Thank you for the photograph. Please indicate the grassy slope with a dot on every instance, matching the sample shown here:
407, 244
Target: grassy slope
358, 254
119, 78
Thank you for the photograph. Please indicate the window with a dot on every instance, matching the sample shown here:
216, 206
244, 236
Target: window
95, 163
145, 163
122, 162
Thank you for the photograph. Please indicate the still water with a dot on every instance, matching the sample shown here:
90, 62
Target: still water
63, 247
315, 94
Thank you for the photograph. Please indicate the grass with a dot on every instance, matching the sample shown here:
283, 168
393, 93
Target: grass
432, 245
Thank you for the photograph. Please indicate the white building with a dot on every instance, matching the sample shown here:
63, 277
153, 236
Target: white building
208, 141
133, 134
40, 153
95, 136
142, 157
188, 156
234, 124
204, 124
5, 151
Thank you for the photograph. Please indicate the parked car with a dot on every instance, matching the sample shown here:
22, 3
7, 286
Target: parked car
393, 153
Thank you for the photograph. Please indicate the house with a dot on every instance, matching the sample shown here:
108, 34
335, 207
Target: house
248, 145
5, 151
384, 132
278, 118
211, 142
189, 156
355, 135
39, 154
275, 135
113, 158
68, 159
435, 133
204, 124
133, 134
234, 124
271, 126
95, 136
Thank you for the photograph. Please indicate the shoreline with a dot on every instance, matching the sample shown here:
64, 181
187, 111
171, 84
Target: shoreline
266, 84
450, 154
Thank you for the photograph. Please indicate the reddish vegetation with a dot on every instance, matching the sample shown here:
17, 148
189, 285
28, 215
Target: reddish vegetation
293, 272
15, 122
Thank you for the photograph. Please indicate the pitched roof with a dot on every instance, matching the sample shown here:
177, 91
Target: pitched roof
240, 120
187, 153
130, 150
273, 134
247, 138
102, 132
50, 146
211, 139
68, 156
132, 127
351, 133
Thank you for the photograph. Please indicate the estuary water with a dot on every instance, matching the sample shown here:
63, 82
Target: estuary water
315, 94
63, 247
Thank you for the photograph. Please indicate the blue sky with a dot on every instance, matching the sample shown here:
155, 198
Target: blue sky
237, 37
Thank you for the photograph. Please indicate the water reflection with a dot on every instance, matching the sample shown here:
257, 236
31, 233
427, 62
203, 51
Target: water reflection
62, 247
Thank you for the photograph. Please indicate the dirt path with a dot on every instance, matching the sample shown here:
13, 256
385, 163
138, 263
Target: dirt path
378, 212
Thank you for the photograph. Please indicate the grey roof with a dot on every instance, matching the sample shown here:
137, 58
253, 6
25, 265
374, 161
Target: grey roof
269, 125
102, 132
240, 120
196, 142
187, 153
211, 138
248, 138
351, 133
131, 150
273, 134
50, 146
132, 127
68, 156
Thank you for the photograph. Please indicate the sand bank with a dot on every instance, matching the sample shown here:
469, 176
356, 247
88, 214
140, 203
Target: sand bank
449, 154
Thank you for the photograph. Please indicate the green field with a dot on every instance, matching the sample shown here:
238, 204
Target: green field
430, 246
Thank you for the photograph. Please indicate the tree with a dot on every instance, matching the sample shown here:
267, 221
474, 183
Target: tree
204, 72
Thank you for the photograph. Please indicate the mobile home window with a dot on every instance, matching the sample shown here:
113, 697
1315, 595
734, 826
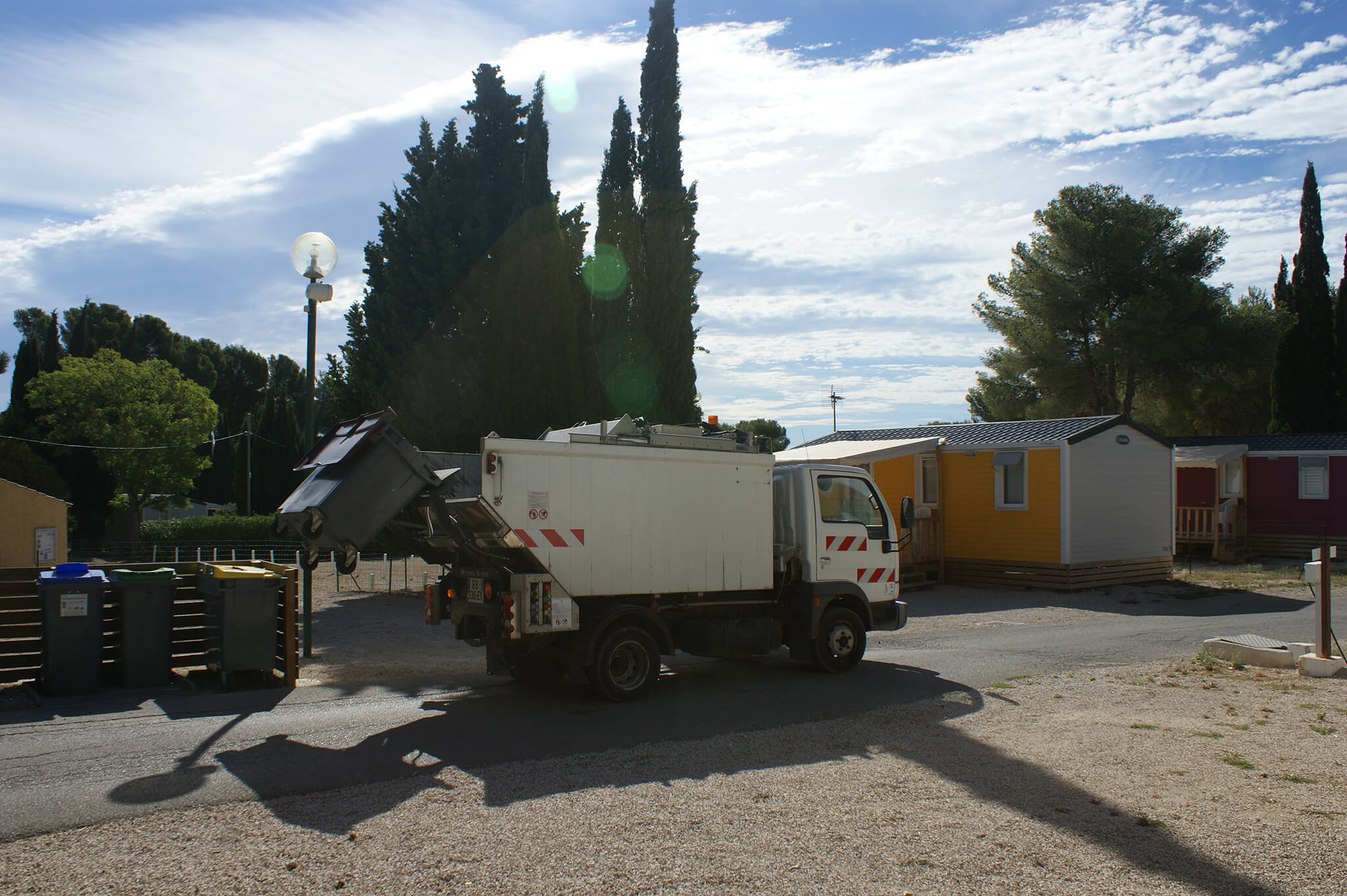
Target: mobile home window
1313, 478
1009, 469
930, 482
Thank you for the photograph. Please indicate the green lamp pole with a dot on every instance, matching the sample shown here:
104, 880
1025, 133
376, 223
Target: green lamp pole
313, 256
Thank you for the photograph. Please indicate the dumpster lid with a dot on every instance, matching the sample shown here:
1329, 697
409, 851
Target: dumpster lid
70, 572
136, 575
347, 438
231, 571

•••

INSTRUCTIONS FOR THE TASK -
Restate the listing above word for word, and skip the pictures.

WORKED ANSWER -
Thank you for the photograph. Please indicate the grassy slope with a dot on every instance, matching the sample shown here:
407, 244
Target: grassy slope
358, 254
119, 78
Thank you for the photograph. Please indicate the window with a dot on every instance, matching the sample shown here:
216, 206
244, 236
Target: window
95, 163
145, 163
122, 162
Thank you for the photograph. Please indicate the still water with a dot on every instance, matching the sample shown here:
90, 62
Target: still water
63, 247
315, 94
Thank you for the photograph. Please indicate the grass with a dot on every instance, matching the sample shown here:
283, 168
393, 93
Target: grass
432, 245
Thank you for the photograph. Please indicate the white building with a dot on every instance, matching the sample shown here:
63, 277
153, 236
Target: white building
208, 141
133, 134
40, 153
95, 136
142, 157
188, 156
234, 124
204, 124
5, 151
Thank you for the photograph. Please indicate the parked car with a dot on every instance, matching the sample shown here:
22, 3
7, 286
Target: parked car
393, 153
Thank you for the photograph. Please indicate the house with a dot on every instance, matching the sample shown here:
108, 34
335, 207
Target: house
248, 145
5, 151
384, 132
278, 118
211, 142
189, 156
355, 135
39, 154
275, 135
113, 158
68, 159
435, 133
204, 124
133, 134
234, 124
271, 126
95, 136
Thank you for the photograph. Please indicate the shoreline with a dot on every instance, matching the sample shown here:
64, 181
187, 111
171, 84
Target: shoreline
266, 84
450, 154
Thank you for the photograph. Please indicate the reddish vegetation with a dot on every instance, matching the sample shown here:
17, 148
189, 285
28, 215
Target: reddish vegetation
293, 272
15, 122
Thank you for the photograph. Please indicate the pitched roof with a dot on every instance, matching the sample shown here:
177, 91
Target: pitched roof
240, 120
187, 153
130, 150
273, 134
247, 138
102, 132
50, 146
211, 139
68, 156
132, 127
351, 133
Thank you for the photograph. Please indicate the estuary water with a dot on every instance, matching the sample shown here:
63, 82
Target: estuary water
315, 94
63, 247
Thank you for the photograph. Please indicate the blue sky with a dot on every instance, matching the sample shown here:
155, 198
Target: blue sky
237, 37
Thank you for the photograph. Please indicate the water reflection with a dot on every instance, matching the sample shown here:
257, 236
31, 233
427, 62
203, 51
Target: water reflection
62, 247
Thank you for the photograph. Please indicate the dirt path with a dot on every instance, matching the sample shown here:
13, 256
385, 163
138, 263
Target: dirt path
378, 212
Thank you for the photograph. Please indicate the grey roof with a dot on every instance, matching the sample shown here:
137, 58
253, 6
25, 265
374, 161
Target: grey roof
269, 125
102, 132
240, 120
196, 142
187, 153
211, 138
248, 138
351, 133
131, 150
273, 134
50, 146
132, 127
68, 156
Thank you for the photograph. Please indicate the sand bank with a dot on every instance, matching the sample shown here:
469, 176
356, 247
88, 214
140, 203
Target: sand bank
449, 154
Thank you for the photograph. Please indicate the green field with a dot on every instance, matching the sample shown here:
238, 204
Target: green field
430, 246
Thank you for the photograph. Please indicate the tree with a dot on every instance, matching the sample shown here:
267, 221
474, 183
Target: tree
204, 72
Thank you for the photograph. Please indicate the mobile home window with a dot on every instance, matching the sample shown here:
113, 697
1315, 595
734, 826
Target: mobile home window
1313, 478
1009, 469
930, 482
Thank you for the photograph. Please indicate the green lamp pole with a dot on every instance, matching the sample shown here:
104, 880
1025, 133
376, 223
Target: green lamp pole
313, 256
Thank you for the photograph. Please indicate the dumpster lid with a dot on every instance, matching the sample shown here:
1329, 697
409, 851
Target: dumpster lid
70, 572
136, 575
347, 438
231, 571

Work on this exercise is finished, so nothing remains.